→ **TASK INSTRUCTIONS**:
Using the listing that follows, filter out every line lacking the string "tank" and return the rest.

→ **INFORMATION SHOWN**:
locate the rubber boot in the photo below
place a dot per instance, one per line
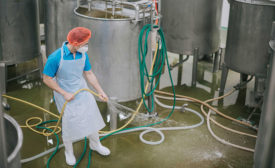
(95, 145)
(69, 153)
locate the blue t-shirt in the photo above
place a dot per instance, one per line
(53, 61)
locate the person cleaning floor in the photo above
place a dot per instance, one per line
(63, 73)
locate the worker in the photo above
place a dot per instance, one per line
(63, 73)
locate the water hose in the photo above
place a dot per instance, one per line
(128, 131)
(218, 124)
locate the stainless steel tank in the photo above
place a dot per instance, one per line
(19, 35)
(190, 24)
(14, 141)
(113, 51)
(248, 36)
(113, 48)
(60, 19)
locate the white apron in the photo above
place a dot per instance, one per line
(81, 117)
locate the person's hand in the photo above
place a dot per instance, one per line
(103, 97)
(68, 96)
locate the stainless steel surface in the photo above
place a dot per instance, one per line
(264, 156)
(19, 35)
(60, 19)
(258, 2)
(41, 11)
(190, 24)
(113, 47)
(248, 36)
(195, 64)
(3, 144)
(113, 52)
(14, 140)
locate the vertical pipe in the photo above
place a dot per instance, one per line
(223, 79)
(195, 66)
(113, 115)
(264, 156)
(221, 58)
(3, 146)
(216, 61)
(3, 82)
(180, 69)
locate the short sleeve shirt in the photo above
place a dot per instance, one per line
(53, 61)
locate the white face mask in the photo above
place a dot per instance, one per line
(83, 49)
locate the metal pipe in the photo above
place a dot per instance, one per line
(264, 155)
(179, 63)
(3, 84)
(180, 69)
(223, 79)
(113, 115)
(216, 61)
(20, 76)
(195, 66)
(3, 145)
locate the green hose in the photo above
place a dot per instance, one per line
(159, 64)
(162, 56)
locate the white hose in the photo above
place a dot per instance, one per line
(222, 140)
(147, 130)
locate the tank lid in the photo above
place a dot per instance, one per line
(257, 2)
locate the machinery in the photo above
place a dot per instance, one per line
(264, 155)
(113, 48)
(192, 27)
(11, 139)
(247, 41)
(19, 36)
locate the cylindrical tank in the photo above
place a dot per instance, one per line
(14, 139)
(60, 19)
(113, 52)
(113, 48)
(248, 36)
(19, 35)
(190, 24)
(42, 11)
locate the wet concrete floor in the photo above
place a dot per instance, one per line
(184, 148)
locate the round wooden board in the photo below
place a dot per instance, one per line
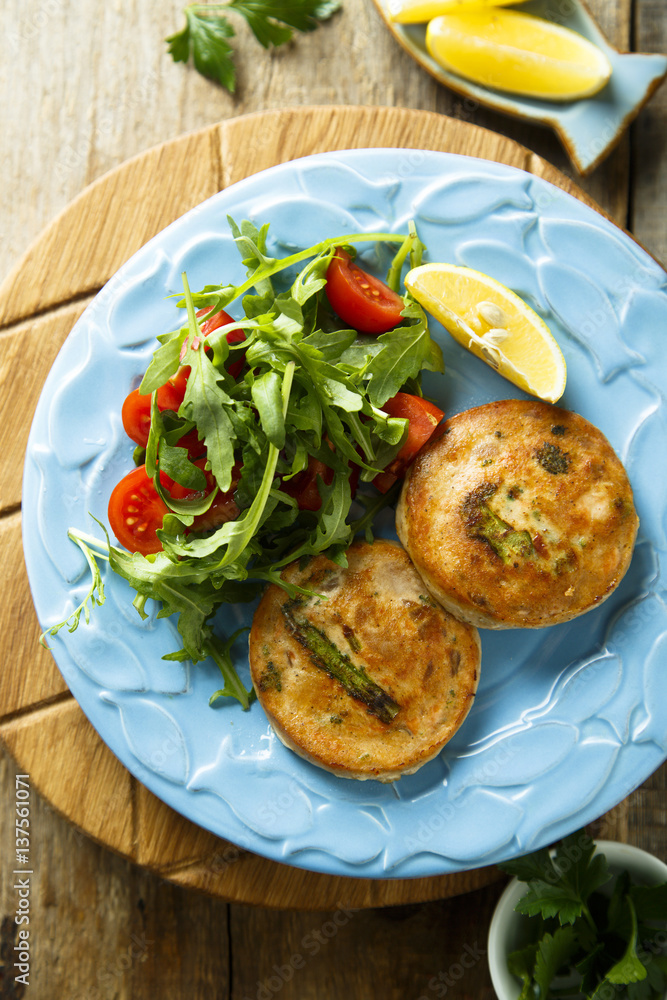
(40, 722)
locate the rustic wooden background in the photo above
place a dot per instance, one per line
(82, 88)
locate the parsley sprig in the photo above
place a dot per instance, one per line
(310, 389)
(207, 31)
(609, 942)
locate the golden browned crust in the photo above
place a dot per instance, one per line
(377, 614)
(519, 515)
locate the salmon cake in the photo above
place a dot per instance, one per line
(519, 515)
(367, 676)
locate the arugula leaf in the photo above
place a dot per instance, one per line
(309, 392)
(207, 28)
(94, 595)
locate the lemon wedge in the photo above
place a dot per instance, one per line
(519, 53)
(420, 11)
(494, 323)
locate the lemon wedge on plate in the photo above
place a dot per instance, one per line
(494, 323)
(419, 11)
(519, 53)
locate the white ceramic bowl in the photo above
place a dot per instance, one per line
(510, 930)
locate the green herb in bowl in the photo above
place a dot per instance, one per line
(591, 928)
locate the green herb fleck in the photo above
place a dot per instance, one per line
(269, 679)
(552, 459)
(207, 30)
(484, 524)
(327, 656)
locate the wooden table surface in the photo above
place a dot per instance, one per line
(82, 89)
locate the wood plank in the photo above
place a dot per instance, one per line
(67, 760)
(409, 950)
(253, 143)
(235, 874)
(649, 160)
(28, 351)
(166, 840)
(110, 221)
(102, 928)
(29, 675)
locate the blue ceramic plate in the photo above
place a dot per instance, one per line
(589, 128)
(567, 720)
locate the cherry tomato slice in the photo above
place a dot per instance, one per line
(360, 299)
(136, 511)
(223, 507)
(304, 486)
(136, 411)
(423, 418)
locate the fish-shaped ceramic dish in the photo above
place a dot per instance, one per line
(589, 128)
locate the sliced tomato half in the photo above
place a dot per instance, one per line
(222, 509)
(136, 511)
(304, 486)
(423, 417)
(136, 411)
(361, 299)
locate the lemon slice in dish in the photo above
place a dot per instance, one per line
(420, 11)
(518, 53)
(493, 323)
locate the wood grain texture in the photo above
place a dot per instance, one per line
(28, 350)
(82, 89)
(38, 680)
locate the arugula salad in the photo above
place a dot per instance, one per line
(255, 435)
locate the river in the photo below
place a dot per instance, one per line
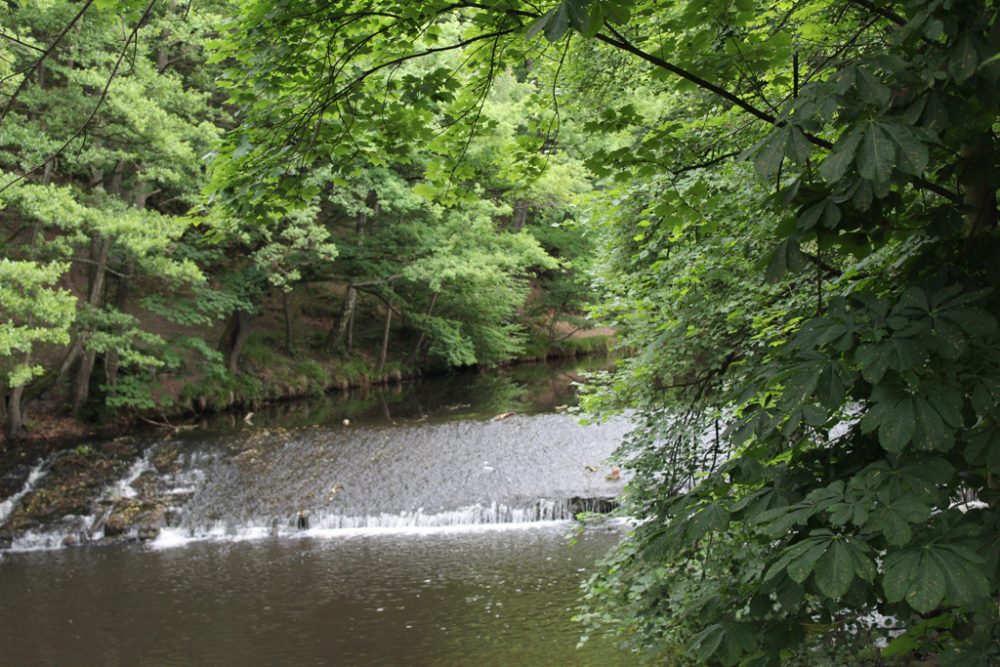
(420, 532)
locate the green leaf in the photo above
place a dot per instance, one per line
(840, 159)
(769, 154)
(898, 426)
(876, 155)
(835, 570)
(964, 59)
(872, 90)
(913, 155)
(786, 257)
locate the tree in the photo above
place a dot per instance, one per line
(854, 467)
(34, 312)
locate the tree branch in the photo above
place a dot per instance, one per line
(100, 100)
(45, 54)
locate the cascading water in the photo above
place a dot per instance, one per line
(8, 505)
(320, 480)
(452, 541)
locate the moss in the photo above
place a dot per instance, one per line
(318, 376)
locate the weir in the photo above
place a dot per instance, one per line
(323, 481)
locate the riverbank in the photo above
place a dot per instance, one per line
(126, 488)
(269, 372)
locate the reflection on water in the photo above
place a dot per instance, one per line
(269, 592)
(494, 597)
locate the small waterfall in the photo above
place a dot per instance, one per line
(36, 474)
(325, 482)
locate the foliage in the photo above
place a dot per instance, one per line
(839, 421)
(35, 312)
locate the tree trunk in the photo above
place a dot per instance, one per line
(233, 338)
(385, 339)
(14, 426)
(336, 337)
(423, 336)
(520, 215)
(288, 321)
(99, 248)
(111, 360)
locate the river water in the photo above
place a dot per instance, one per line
(422, 532)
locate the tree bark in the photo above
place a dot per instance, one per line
(336, 337)
(385, 339)
(112, 359)
(520, 215)
(14, 425)
(99, 248)
(423, 336)
(233, 338)
(288, 321)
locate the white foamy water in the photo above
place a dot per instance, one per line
(7, 506)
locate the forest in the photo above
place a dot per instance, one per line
(780, 214)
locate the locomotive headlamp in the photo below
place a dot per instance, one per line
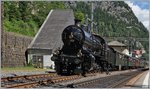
(77, 61)
(54, 58)
(79, 54)
(71, 35)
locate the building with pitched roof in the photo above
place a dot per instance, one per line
(48, 37)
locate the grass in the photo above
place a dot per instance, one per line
(27, 68)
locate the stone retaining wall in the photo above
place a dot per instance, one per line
(13, 49)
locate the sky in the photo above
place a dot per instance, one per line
(141, 10)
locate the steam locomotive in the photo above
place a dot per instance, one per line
(83, 52)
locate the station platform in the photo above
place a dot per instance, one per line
(142, 81)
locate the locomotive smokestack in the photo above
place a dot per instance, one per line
(77, 22)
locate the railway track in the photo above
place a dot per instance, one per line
(93, 80)
(32, 81)
(113, 81)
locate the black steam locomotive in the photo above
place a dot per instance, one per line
(83, 52)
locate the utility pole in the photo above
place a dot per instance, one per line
(92, 16)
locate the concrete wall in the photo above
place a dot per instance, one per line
(13, 49)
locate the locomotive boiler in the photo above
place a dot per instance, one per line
(81, 51)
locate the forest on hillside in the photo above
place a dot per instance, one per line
(26, 17)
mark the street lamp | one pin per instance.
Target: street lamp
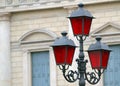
(64, 49)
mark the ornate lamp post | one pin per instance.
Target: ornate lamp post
(64, 49)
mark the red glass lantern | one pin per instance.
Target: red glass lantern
(64, 54)
(63, 49)
(99, 55)
(81, 20)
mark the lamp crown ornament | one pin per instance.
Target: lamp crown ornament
(64, 50)
(98, 38)
(64, 33)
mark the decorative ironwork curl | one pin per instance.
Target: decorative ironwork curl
(93, 78)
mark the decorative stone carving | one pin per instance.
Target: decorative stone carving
(9, 1)
(36, 0)
(21, 1)
(4, 16)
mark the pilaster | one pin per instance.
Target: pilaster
(5, 64)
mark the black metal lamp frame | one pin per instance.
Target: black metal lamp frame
(81, 74)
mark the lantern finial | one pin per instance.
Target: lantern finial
(64, 33)
(98, 38)
(81, 5)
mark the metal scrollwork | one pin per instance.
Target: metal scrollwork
(70, 76)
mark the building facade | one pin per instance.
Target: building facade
(29, 27)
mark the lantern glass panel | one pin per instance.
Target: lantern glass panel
(81, 25)
(64, 54)
(70, 55)
(95, 59)
(59, 52)
(105, 57)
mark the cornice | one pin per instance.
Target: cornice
(41, 6)
(4, 16)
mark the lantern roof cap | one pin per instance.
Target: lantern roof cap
(63, 41)
(80, 12)
(98, 45)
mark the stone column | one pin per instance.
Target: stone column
(5, 61)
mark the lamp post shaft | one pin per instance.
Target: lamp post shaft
(81, 63)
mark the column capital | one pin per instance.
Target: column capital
(4, 16)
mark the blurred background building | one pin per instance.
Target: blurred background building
(29, 27)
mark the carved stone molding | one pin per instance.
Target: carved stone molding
(4, 16)
(9, 1)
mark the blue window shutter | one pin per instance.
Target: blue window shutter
(40, 68)
(112, 74)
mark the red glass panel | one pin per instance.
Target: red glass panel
(59, 53)
(70, 55)
(77, 23)
(87, 25)
(64, 54)
(105, 57)
(95, 59)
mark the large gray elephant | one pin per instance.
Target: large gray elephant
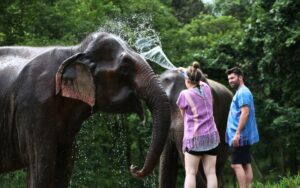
(47, 93)
(173, 83)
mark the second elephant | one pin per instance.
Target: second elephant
(173, 83)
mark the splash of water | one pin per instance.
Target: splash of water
(138, 32)
(150, 48)
(157, 55)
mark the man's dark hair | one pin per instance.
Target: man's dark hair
(236, 71)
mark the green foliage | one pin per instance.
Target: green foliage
(285, 182)
(262, 37)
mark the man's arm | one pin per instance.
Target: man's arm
(242, 123)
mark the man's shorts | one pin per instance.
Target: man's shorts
(213, 152)
(240, 155)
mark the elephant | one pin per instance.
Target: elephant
(48, 92)
(173, 83)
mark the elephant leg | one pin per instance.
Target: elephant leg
(64, 166)
(168, 166)
(37, 143)
(41, 159)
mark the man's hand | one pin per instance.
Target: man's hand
(236, 140)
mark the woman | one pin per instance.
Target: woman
(201, 137)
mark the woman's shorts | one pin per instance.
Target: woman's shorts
(213, 152)
(240, 155)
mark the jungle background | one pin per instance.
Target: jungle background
(262, 37)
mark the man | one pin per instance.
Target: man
(241, 129)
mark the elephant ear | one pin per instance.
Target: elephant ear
(74, 80)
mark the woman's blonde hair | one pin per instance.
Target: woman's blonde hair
(194, 73)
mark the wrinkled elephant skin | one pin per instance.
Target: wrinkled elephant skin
(173, 84)
(47, 92)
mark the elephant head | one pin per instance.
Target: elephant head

→ **ANSWER TO THIS EXERCISE**:
locate the stainless steel tank in the photo above
locate the tank lid in the photo above
locate the cylindrical tank in the photo above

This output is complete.